TO DO -
**A)** Reproduce the passage of the air filter thread from "## dschrier (May" to "(Jun 17, 2002)".
**B)** Carry on the forum thread about air filter brands from the point where it stops.

GIVEN PASSAGE -
* Start *
# Best brand air filter?



## dschrier (May 6, 2002)

Besides a kn filter what is the best brand or are they all pretty much the same in terms of air flow? Fram, purolator, nissan stock, etc...


----------



## nyit240 (Jun 17, 2002)

Fram has good quality stuff. Purolator and cheaper price stuff is the opposite. I bought Purolator oil & air filter several times over the year because I was to lazy to goto a farther store to get Fram in which all resulted in bad experience and fast replacement..........oil filter has different standard size.....one air filter does not fit and I did get the right #and size..........another air filter crack open on the side.......don't know how many road dust and bug my engine had combust...........avoid Purolator and cheaper stuff.


----------



## sentrastud (May 3, 2002)

truthfully, In my honest opinion. K&N is the absolute best that you can get. The fliters provide by far the best flow. They also have a Million-mile warranty, and they can be washed and reused over and over again. I like the one i have in my Sentra so much that we got one for our Plymoth Voyager as well.
* End *
INFORMATION SUPPLIED -
* Start *
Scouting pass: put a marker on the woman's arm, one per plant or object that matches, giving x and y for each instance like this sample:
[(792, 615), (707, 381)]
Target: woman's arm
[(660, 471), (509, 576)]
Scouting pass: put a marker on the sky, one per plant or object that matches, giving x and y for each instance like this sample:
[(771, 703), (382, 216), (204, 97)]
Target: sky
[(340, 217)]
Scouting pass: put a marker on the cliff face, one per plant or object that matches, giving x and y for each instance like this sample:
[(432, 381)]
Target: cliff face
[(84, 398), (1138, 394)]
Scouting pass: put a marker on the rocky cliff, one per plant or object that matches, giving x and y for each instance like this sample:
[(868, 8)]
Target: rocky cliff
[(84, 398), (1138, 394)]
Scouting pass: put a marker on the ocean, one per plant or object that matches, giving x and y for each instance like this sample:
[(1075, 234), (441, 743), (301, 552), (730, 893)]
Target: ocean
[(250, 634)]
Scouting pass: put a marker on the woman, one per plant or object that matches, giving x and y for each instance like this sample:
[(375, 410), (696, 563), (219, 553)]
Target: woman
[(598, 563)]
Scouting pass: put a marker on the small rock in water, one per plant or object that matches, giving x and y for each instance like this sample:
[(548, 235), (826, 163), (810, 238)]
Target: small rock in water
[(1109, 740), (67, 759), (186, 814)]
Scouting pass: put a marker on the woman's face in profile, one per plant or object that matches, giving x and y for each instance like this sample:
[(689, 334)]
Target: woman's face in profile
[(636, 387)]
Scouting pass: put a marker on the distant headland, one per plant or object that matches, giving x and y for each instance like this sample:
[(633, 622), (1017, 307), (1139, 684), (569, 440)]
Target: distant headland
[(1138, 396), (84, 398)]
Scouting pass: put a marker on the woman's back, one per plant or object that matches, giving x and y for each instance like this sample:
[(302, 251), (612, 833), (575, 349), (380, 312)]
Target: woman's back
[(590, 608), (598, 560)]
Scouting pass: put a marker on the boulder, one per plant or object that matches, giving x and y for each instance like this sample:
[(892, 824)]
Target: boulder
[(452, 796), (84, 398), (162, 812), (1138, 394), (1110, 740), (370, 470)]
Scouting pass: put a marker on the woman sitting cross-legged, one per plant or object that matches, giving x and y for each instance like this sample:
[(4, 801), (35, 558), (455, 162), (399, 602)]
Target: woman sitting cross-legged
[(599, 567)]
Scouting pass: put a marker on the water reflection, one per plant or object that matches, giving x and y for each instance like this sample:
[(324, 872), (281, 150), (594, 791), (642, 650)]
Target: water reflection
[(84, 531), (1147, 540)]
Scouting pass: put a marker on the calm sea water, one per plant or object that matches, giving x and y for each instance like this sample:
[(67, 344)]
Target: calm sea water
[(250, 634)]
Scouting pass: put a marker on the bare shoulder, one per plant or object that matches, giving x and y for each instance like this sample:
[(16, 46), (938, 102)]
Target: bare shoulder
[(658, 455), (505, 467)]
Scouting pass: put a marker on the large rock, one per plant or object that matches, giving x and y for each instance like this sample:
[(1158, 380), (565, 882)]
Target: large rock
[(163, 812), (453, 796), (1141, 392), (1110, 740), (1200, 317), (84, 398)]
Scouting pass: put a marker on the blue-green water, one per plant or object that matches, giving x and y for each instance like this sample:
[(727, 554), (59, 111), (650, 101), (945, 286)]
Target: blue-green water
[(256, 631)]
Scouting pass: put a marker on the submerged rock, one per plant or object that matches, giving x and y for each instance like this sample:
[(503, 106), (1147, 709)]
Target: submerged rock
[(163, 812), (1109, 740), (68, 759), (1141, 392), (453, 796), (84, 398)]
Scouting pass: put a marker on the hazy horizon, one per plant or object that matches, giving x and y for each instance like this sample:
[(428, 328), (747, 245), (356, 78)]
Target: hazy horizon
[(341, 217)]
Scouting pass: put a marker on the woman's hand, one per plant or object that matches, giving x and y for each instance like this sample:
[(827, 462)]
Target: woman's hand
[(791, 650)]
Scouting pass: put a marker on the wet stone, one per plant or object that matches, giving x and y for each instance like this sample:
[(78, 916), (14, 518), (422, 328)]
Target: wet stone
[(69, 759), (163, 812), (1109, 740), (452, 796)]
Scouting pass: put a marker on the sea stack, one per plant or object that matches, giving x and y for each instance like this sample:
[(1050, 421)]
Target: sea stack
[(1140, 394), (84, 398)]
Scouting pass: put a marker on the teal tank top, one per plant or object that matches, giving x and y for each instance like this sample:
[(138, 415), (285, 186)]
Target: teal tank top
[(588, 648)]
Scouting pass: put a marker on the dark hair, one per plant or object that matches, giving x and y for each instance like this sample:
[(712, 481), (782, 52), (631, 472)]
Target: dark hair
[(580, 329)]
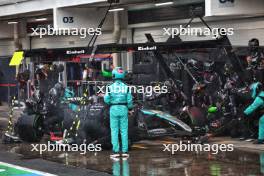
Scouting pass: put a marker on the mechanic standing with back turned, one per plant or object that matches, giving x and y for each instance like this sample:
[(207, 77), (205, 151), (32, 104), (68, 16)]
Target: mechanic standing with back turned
[(120, 100)]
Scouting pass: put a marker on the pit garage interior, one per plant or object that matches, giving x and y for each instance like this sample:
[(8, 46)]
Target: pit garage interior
[(134, 38)]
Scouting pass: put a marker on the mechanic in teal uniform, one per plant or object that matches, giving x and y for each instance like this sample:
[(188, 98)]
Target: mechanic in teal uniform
[(120, 100), (257, 94)]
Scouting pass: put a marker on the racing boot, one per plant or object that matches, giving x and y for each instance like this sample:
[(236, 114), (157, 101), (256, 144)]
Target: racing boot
[(125, 156), (115, 156)]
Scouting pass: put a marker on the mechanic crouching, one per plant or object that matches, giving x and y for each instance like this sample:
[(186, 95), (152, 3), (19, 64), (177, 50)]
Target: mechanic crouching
[(257, 94), (120, 100)]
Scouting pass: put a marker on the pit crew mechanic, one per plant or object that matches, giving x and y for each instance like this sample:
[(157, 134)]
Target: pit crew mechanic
[(257, 94), (120, 99)]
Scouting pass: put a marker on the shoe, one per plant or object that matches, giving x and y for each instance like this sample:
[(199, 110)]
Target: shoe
* End *
EXERCISE RESULTS -
**A)**
## dschrier (May 6, 2002)

Besides a kn filter what is the best brand or are they all pretty much the same in terms of air flow? Fram, purolator, nissan stock, etc...


----------



## nyit240 (Jun 17, 2002)

**B)**
If your looking for something else thats not K&N, ive heard that some people have had good results with "American Products Company" (APC). They have intimidator intakes i think. From what i hear, the filters are pretty good. I have no experience with them myself, so i dont really know though. 

Be carefull when choosing a filter. Ones that are made of paper, and oil saturated foam, provide terrible flow, less than impressive durability, and dont filter very well.

-Nick


----------



## RiceBox (Apr 30, 2002)

APC is a pile of ricey crap.


----------



## sentrastud (May 3, 2002)

yeah, they do make lots of ricey stuff eh?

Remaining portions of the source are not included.